» **What the task requires**
Your task is to repeat the listing exactly.

## start

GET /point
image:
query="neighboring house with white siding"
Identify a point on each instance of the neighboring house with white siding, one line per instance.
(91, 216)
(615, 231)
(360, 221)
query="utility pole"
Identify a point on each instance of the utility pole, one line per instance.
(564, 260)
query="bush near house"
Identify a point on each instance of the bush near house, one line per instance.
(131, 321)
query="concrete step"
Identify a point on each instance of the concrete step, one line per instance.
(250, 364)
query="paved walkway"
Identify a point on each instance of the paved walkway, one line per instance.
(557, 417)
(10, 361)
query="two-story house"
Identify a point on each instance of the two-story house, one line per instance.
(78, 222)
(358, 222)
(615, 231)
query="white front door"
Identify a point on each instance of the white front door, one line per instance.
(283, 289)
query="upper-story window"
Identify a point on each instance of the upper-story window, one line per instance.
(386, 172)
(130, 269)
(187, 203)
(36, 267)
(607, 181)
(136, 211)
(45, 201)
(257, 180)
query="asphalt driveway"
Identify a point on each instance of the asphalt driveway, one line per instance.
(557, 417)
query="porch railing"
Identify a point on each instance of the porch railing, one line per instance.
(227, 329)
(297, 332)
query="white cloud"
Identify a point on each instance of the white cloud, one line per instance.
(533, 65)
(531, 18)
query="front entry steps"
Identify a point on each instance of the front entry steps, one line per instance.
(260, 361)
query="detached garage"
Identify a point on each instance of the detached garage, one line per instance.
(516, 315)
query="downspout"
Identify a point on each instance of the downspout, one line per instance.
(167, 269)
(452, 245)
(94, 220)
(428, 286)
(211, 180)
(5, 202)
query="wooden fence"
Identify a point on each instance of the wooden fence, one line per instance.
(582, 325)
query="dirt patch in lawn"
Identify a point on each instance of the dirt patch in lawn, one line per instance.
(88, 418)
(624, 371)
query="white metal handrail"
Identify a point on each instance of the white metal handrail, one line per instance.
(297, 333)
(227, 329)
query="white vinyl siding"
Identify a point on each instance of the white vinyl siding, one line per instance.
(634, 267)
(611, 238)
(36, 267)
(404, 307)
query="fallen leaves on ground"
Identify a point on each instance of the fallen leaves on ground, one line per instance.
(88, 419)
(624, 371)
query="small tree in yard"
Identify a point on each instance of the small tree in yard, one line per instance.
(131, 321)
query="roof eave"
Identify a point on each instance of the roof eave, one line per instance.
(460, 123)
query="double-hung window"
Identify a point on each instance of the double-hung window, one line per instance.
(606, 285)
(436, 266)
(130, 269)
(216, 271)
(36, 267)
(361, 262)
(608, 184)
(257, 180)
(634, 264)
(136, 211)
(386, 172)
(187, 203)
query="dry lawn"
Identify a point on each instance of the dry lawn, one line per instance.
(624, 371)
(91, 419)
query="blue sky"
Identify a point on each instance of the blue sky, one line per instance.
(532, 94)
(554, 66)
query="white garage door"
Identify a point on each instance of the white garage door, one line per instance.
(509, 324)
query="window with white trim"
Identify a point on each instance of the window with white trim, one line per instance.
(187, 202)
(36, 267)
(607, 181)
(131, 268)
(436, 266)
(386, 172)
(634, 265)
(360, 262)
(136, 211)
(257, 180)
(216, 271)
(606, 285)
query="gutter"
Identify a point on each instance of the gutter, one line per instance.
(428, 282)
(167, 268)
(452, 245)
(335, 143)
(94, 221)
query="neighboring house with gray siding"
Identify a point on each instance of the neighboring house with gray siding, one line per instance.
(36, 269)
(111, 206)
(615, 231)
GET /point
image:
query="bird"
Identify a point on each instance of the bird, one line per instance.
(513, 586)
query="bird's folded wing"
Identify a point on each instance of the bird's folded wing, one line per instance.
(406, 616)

## end

» **Right answer**
GET /point
image:
query="neighboring house with white siding"
Identify a point on each instance of the neighboring house with white siding, one line per instance.
(91, 216)
(615, 231)
(360, 221)
query="utility pole"
Identify a point on each instance of the utility pole, one line per instance.
(564, 260)
query="bush near house"
Identify a point on each instance of the bush near house, one line per instance.
(131, 321)
query="concrete step"
Identify a point on each instance of the concrete step, one line per instance.
(250, 364)
query="paved walkway"
Identify a point on each instance of the paved walkway, one line per instance.
(557, 417)
(10, 361)
query="two-story house"
Identify a point on each instance of the two-story house, one line per instance.
(78, 222)
(358, 222)
(615, 231)
query="white front door"
Identify a point on each instance of the white front door, one line per instance.
(283, 289)
query="upper-story window"
Identify a point on each instance of the upper-story window, one line per instance.
(386, 172)
(130, 269)
(187, 203)
(36, 267)
(607, 181)
(136, 211)
(45, 201)
(257, 180)
query="asphalt driveway"
Identify a point on each instance of the asphalt driveway, one line per instance.
(557, 417)
query="porch railing"
Identify a point on each instance of the porch railing, one line per instance.
(227, 329)
(297, 332)
query="white cloud"
Identify a point on each instance of the white cloud, one line per instance.
(533, 65)
(531, 18)
query="front entry steps"
Identify a point on each instance of the front entry steps, one line per instance.
(260, 361)
query="detached garage"
Identify a point on each instance of the detached garage, one line per instance.
(516, 315)
query="downspout"
Identify a point on each instance of the downspout, one line per instance.
(167, 269)
(452, 245)
(94, 220)
(428, 286)
(211, 180)
(5, 202)
query="wooden fence"
Identify a point on each instance of the wooden fence, one line per instance.
(582, 325)
query="dirt patch in lawn"
Identify a point on each instance of the dirt patch in lawn, one line per instance.
(88, 418)
(624, 371)
query="white metal handrail"
Identify a point on each instance of the white metal handrail, one line per instance.
(297, 333)
(227, 329)
query="white vinyl siding"
Identify a point on each instance of the white vinyl siding, one line per instance.
(634, 267)
(611, 238)
(36, 267)
(404, 307)
query="fallen leaves on ground"
Identify a point on each instance of the fallen leaves on ground, one line per instance.
(88, 419)
(624, 371)
query="small tree in yard"
Identify a point on each instance of the small tree in yard, one line per instance.
(131, 321)
query="roof eave"
Identify a point on each instance of the roof eave, one line per instance.
(460, 123)
query="double-hung window"
Identify a point on each instance of the double-hung window, one line per instance.
(606, 285)
(436, 266)
(130, 269)
(216, 271)
(36, 267)
(361, 262)
(608, 184)
(257, 180)
(634, 264)
(136, 211)
(386, 172)
(187, 203)
query="dry lawn"
Identify a point on each instance of the dry lawn, one line per instance.
(624, 371)
(91, 419)
query="blue sky"
Identify a point on each instance of the blue sky, one line per instance.
(532, 94)
(554, 66)
query="white garage door"
Identify a point on each instance of the white garage door, one line per instance.
(509, 324)
query="window with white trim"
Identify a point on each instance of the window with white trim, one line per instance.
(187, 202)
(36, 267)
(607, 181)
(131, 268)
(436, 266)
(386, 172)
(634, 265)
(360, 262)
(136, 211)
(257, 180)
(216, 271)
(606, 285)
query="gutter"
Identify a point on each instance of the gutter, one line per instance.
(428, 282)
(167, 268)
(452, 245)
(335, 143)
(94, 221)
query="neighboring house with gray siding"
Identify a point on each instance of the neighboring house with gray siding, one line per instance.
(36, 269)
(111, 206)
(615, 231)
GET /point
image:
query="bird"
Identify a point on each instance of the bird, one line per instance.
(513, 586)
query="bird's folded wing"
Identify a point on each instance of the bird's folded wing, one line per instance.
(406, 616)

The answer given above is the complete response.